• _WHAT IS BEING ASKED_
From the first line to the last, repeat the data exactly and drop the pictures.

+++ GIVEN INFORMATION

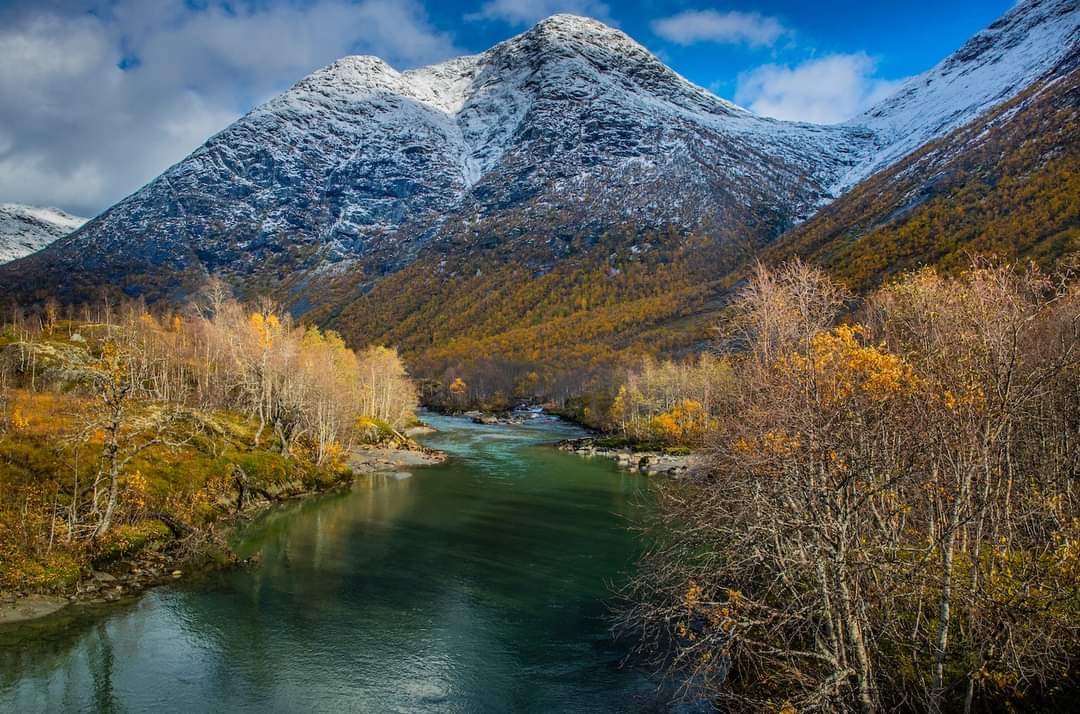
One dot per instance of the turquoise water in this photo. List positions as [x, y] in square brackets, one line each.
[481, 584]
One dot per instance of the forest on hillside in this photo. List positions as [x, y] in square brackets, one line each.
[886, 513]
[124, 428]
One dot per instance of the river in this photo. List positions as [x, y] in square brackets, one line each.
[480, 584]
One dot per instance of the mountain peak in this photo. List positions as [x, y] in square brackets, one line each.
[25, 229]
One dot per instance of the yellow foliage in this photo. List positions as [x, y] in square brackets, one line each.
[18, 420]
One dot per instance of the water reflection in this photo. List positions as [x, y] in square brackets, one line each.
[474, 585]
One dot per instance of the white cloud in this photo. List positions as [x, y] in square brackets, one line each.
[78, 132]
[734, 27]
[825, 90]
[527, 12]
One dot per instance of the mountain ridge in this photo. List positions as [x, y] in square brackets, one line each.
[562, 198]
[25, 229]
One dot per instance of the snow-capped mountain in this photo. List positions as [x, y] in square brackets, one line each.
[25, 229]
[994, 66]
[565, 132]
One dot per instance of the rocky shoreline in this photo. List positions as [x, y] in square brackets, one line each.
[153, 566]
[650, 462]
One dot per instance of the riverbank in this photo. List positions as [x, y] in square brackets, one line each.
[671, 462]
[174, 555]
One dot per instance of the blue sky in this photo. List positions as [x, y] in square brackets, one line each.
[98, 96]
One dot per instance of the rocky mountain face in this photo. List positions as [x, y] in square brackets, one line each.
[537, 152]
[1030, 42]
[25, 229]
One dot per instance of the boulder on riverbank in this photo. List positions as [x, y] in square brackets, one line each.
[652, 462]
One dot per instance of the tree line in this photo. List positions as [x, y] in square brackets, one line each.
[95, 398]
[886, 516]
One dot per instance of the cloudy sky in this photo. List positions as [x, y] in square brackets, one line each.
[99, 96]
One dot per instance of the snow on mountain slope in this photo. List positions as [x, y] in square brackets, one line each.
[991, 67]
[570, 119]
[567, 131]
[25, 229]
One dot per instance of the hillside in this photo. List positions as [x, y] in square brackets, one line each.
[1007, 184]
[528, 216]
[25, 229]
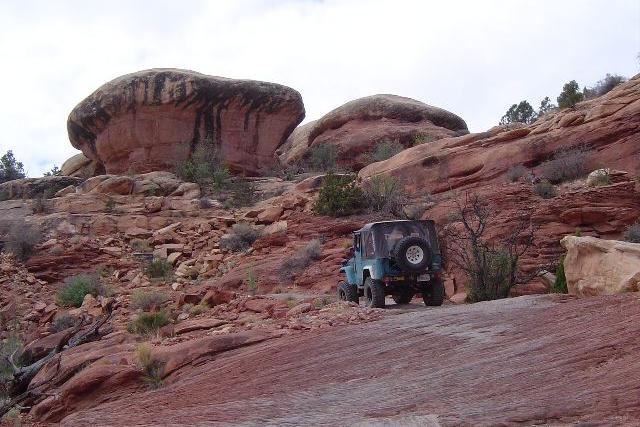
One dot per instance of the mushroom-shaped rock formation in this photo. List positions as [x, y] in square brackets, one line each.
[358, 126]
[154, 119]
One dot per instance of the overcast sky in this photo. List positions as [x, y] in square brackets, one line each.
[474, 58]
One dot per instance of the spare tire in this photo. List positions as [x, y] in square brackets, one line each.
[412, 254]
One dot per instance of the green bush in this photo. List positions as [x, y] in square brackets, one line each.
[323, 158]
[384, 193]
[75, 288]
[339, 196]
[241, 237]
[158, 269]
[560, 285]
[545, 189]
[570, 95]
[148, 323]
[632, 233]
[147, 300]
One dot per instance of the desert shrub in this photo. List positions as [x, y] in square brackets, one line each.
[10, 168]
[147, 300]
[514, 173]
[323, 158]
[600, 177]
[565, 165]
[293, 265]
[205, 168]
[158, 268]
[545, 189]
[570, 95]
[384, 194]
[385, 150]
[140, 245]
[109, 205]
[151, 367]
[75, 288]
[603, 86]
[632, 233]
[22, 239]
[339, 196]
[519, 113]
[148, 323]
[199, 308]
[241, 237]
[560, 285]
[63, 322]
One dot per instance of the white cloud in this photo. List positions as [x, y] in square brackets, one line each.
[472, 58]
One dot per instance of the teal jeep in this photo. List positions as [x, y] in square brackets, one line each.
[397, 258]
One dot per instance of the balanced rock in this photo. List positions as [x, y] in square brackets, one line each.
[357, 127]
[154, 119]
[601, 267]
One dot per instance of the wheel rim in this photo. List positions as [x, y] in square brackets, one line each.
[415, 254]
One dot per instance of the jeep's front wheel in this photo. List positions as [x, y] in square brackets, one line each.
[374, 293]
[348, 292]
[403, 297]
[433, 294]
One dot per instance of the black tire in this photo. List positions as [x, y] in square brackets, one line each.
[404, 297]
[433, 294]
[348, 292]
[374, 293]
[405, 251]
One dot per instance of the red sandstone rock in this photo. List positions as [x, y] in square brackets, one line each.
[152, 120]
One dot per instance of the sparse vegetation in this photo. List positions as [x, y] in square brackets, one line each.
[158, 269]
[147, 300]
[566, 165]
[148, 323]
[491, 267]
[570, 95]
[291, 266]
[323, 158]
[151, 367]
[514, 173]
[632, 233]
[241, 237]
[10, 168]
[339, 196]
[75, 288]
[384, 193]
[21, 239]
[544, 189]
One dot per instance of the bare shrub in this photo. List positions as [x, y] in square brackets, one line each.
[566, 165]
[491, 267]
[241, 237]
[21, 239]
[384, 194]
[514, 173]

++++++

• _ANSWER TO THIS EXERCISE_
One dot per instance of the turquoise water in this photo. List positions as [x, y] in square brackets, one line each.
[481, 584]
One dot per instance of the forest on hillside in this photo. List positions as [x, y] in square brackets, one line each.
[886, 513]
[124, 428]
One dot per instance of the river in this photo. List positions as [x, y] in square brackets, one line each.
[480, 584]
One dot per instance of the mountain peak in this photo. List positions as [x, y] in square brackets, one line each.
[25, 229]
One dot per instance of the yellow foliage in this photo. List positions as [x, y] in square brackets, one line each.
[18, 420]
One dot per instance of the water reflection in this photo. List positions as [x, y] in square brackets, one line each.
[474, 585]
One dot per instance of the white cloud in this photo. List positions as [x, y] in square brackets, one line each.
[78, 132]
[734, 27]
[825, 90]
[527, 12]
One dot per instance of the mountain ridge in this photo. List positions as [x, y] in square brackets, one line each.
[562, 198]
[25, 229]
One dot per instance of the snow-capped mountain in this photo. List positions as [x, y] in square brackets, one line each.
[25, 229]
[994, 66]
[565, 132]
One dot per instance of the rocky shoreline in this photo. List positions as [x, y] in square brackets, one line each.
[153, 566]
[650, 462]
One dot per instance of the riverbank in this photo. List positions as [x, y] in square brackets, one line each.
[671, 462]
[174, 555]
One dot per instance of the blue sky in this photo. List positions as [x, y] in square brackets, one line each.
[98, 96]
One dot per instance of the rocky mountain face in this photo. List positions as [x, y] in square brackets, one line each.
[537, 152]
[1030, 42]
[25, 229]
One dot per instance of the boulder on riverbank in this photo. List positions as [x, y] in square brackets, one line each.
[652, 462]
One dot per instance of the tree line in this photo. List positions as [x, y] in square brackets, one line each.
[95, 398]
[886, 516]
One dot per instance of the cloudy sky in this photo. List positions as [x, y] in square brackets, one line each.
[99, 96]
One dot per instance of the snow on mountain slope in this photo. List positions as [x, y] in square brackets, one line each.
[991, 67]
[570, 119]
[567, 131]
[25, 229]
One dot per instance of the hillside in this photo. List positions as [x, y] in square brackets, one line each.
[1007, 184]
[528, 216]
[25, 229]
One dot per instance of the mushroom-shaped rock formation in this photo. List positions as [x, y] in square brackets, one line each.
[358, 126]
[154, 119]
One dot per instance of the overcast sky in this photo. List positions as [x, y] in square brackets, one line each.
[474, 58]
One dot per instance of the spare tire in this photo. List positions as [x, y] in square brackets, one line each.
[412, 254]
One dot per instance of the green bush in this photo. List positions as [x, y] in square brackets, one line each.
[323, 158]
[384, 193]
[75, 288]
[339, 196]
[241, 237]
[158, 269]
[560, 285]
[545, 189]
[570, 95]
[148, 323]
[632, 233]
[147, 300]
One dot per instance of the desert shrub in this photo. List positions as [x, y] in square brackets, one line each.
[10, 168]
[147, 300]
[514, 173]
[323, 158]
[600, 177]
[565, 165]
[293, 265]
[205, 168]
[158, 268]
[545, 189]
[570, 95]
[384, 194]
[385, 150]
[140, 245]
[109, 205]
[151, 367]
[75, 288]
[603, 86]
[632, 233]
[22, 239]
[339, 196]
[519, 113]
[148, 323]
[199, 308]
[241, 237]
[560, 285]
[63, 322]
One dot per instance of the white cloud in this photo. List positions as [x, y] in square brackets, one line each.
[472, 58]
One dot per instance of the teal jeep in this photo. List positions as [x, y] in square brackets, one line each.
[397, 258]
One dot per instance of the balanced rock in this photo. List positions as [x, y] in square brackets, one line each.
[357, 127]
[154, 119]
[601, 267]
One dot per instance of the wheel rim in this photo. List positions as [x, y] in square brackets, one line each.
[415, 254]
One dot per instance of the jeep's front wheel in this photo. List positions as [x, y] in square brackets, one line each.
[374, 293]
[348, 292]
[403, 297]
[433, 294]
One dot per instance of the black tire in this photo. List positions as [x, y] in square brackets, one line each.
[404, 297]
[433, 294]
[348, 292]
[374, 293]
[405, 251]
One dot per instance of the red sandstone rock in this photo. List positions as [x, y] in square brackets, one line each.
[152, 120]
One dot per instance of the sparse vegetation in this photo. List positions as [x, y] in square brackets, one line each.
[158, 269]
[147, 300]
[566, 165]
[148, 323]
[491, 267]
[570, 95]
[291, 266]
[323, 158]
[151, 367]
[514, 173]
[632, 233]
[241, 237]
[10, 168]
[339, 196]
[75, 288]
[384, 193]
[21, 239]
[544, 189]
One dot per instance of the bare shrub in this photo. List positions as [x, y] in square brackets, one line each.
[566, 165]
[491, 267]
[241, 237]
[21, 239]
[384, 194]
[514, 173]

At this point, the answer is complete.